## Task instructions
The response must consist of all the entries, duplicated without alteration.

-------- Supplied material --------

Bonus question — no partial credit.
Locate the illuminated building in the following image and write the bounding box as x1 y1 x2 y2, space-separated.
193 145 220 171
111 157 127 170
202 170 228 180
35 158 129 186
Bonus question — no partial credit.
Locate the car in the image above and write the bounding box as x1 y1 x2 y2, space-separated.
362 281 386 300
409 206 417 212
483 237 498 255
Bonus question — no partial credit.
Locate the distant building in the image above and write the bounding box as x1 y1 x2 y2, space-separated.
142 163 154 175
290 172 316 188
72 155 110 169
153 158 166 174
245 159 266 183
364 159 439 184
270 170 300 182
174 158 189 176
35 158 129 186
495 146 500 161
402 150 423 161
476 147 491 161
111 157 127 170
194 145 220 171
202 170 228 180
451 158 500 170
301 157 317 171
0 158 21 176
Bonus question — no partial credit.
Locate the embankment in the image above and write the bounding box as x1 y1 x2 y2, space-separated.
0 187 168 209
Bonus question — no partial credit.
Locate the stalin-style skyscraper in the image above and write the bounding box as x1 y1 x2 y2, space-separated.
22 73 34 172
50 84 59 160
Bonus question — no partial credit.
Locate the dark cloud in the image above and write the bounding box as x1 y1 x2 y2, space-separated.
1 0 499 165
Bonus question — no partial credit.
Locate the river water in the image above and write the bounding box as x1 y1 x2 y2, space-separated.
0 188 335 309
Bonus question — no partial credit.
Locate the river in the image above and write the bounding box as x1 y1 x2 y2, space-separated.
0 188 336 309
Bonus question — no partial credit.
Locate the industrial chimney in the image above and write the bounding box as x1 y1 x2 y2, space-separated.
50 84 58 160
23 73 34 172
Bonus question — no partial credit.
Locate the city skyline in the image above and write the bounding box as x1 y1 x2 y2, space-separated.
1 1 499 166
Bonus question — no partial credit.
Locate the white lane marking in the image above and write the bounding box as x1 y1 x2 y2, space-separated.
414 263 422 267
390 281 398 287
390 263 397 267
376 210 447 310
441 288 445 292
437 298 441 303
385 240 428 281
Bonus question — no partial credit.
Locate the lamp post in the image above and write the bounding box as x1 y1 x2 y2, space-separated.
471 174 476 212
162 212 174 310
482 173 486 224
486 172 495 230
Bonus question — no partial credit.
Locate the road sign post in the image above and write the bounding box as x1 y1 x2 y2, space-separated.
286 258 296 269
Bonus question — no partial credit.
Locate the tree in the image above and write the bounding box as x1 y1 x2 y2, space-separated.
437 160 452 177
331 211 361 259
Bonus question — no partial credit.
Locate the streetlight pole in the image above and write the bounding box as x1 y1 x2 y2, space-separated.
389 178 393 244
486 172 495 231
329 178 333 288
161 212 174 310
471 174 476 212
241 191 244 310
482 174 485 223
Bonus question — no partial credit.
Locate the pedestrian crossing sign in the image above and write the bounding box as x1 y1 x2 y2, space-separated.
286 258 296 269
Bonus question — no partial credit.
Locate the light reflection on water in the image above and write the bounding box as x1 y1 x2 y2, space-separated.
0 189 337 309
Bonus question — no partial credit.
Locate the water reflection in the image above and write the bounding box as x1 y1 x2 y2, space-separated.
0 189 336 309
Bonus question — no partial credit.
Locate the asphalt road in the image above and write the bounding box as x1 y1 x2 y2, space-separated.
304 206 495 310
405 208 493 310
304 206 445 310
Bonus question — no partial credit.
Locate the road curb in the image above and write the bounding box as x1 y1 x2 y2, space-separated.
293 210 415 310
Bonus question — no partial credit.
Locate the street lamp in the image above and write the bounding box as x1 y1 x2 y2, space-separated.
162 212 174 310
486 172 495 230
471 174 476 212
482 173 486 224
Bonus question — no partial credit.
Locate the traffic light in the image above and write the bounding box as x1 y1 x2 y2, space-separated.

--------

## Solution for this problem
Bonus question — no partial credit.
Locate the illuminated building in the following image and write the bounding box as x1 y1 x2 y2, space-separated.
193 145 220 171
111 157 127 170
202 170 228 180
35 158 129 186
Bonus question — no partial credit.
Locate the car in the image above and write the bounding box as x1 y1 x2 y2, space-separated.
362 281 386 300
409 206 417 212
483 237 498 255
Bonus question — no partial credit.
Locate the distant building in the image above and write the bounding box as x1 y1 x2 y2, space-separated.
142 163 154 175
290 172 316 188
72 155 110 169
153 158 166 174
245 159 266 183
364 159 439 184
270 170 300 182
174 158 189 176
35 158 129 186
495 146 500 161
402 150 423 161
476 147 491 161
111 157 127 170
194 145 220 171
202 170 228 180
451 158 500 170
301 157 317 171
0 158 21 176
Bonus question — no partial credit.
Locate the embankment in the image above and write the bounding box as x1 y1 x2 y2, space-separated.
0 187 168 209
Bonus question — no partial credit.
Locate the stalin-style skyscraper in the image above and write the bounding box as x1 y1 x2 y2, space-separated.
22 73 34 172
50 84 59 160
Bonus question — no partial credit.
Locate the dark cloud in the image above and write the bounding box as x1 y1 x2 y2, space-separated.
1 0 499 165
Bonus question — no partial credit.
Locate the river water in the image above and write the bounding box as x1 y1 x2 y2, space-separated.
0 188 335 309
Bonus question — no partial credit.
Locate the river in the image above and write the bounding box as x1 y1 x2 y2, space-separated.
0 188 336 309
Bonus question — no partial credit.
Locate the industrial chimney in the image above and write the bounding box as x1 y1 x2 y2, space-separated.
50 84 58 160
23 73 34 172
Bonus question — no partial credit.
Locate the city skyline in the image above and write the bounding box as x1 y1 x2 y2, space-separated.
1 1 499 166
Bonus question — no partial credit.
Locate the white lane marking in the image above and write the bounding box as x1 y1 x2 y2, space-separated.
414 263 422 267
390 281 398 287
390 263 397 267
376 210 447 310
441 288 445 292
437 298 441 303
385 240 428 281
Bonus question — no partial credit.
Locate the lamp post in the image above and write the bounding box as x1 y1 x2 y2, space-separated.
471 174 476 212
162 212 174 310
482 173 486 224
486 172 495 230
Bonus question — no partial credit.
Locate the road sign post in the image above and write the bounding box as x1 y1 x2 y2, space-separated.
286 258 296 269
Bonus question — no partial credit.
Locate the tree in the image above and write the bounding box as x1 y1 x2 y2, space-separated.
437 160 452 177
331 211 361 259
Bonus question — no partial credit.
Locate the streetlight pole in the image above and write the bounding box as x1 y1 x2 y2, space-separated.
389 178 393 244
486 172 495 231
329 178 333 288
161 212 174 310
471 174 476 212
241 191 244 310
482 174 485 223
Bonus question — no partial credit.
Locate the pedestrian crossing sign in the image above and write the bounding box as x1 y1 x2 y2, space-separated.
286 258 296 269
Bonus question — no partial credit.
Locate the light reflection on water in the image above and write the bounding box as x1 y1 x2 y2, space-separated.
0 189 337 309
Bonus question — no partial credit.
Locate the water reflection in the image above and write the bounding box as x1 y1 x2 y2, space-separated.
0 189 336 309
Bonus question — no partial credit.
Locate the asphalt road in the image above and write the bounding box as x1 y1 x2 y2, space-separated.
304 206 495 310
405 208 493 310
304 206 445 310
Bonus question — no partial credit.
Locate the road curb in the image above and write the bounding box as x1 y1 x2 y2, space-separated.
293 210 415 310
Bonus question — no partial credit.
Locate the street lamp in the image above and write the bounding box as x1 y1 x2 y2, space-separated.
162 212 174 310
486 172 495 230
471 174 476 212
482 173 486 224
Bonus question — no partial credit.
Locate the traffic light in the image above and write the bounding box as x1 y1 x2 y2, space-separated.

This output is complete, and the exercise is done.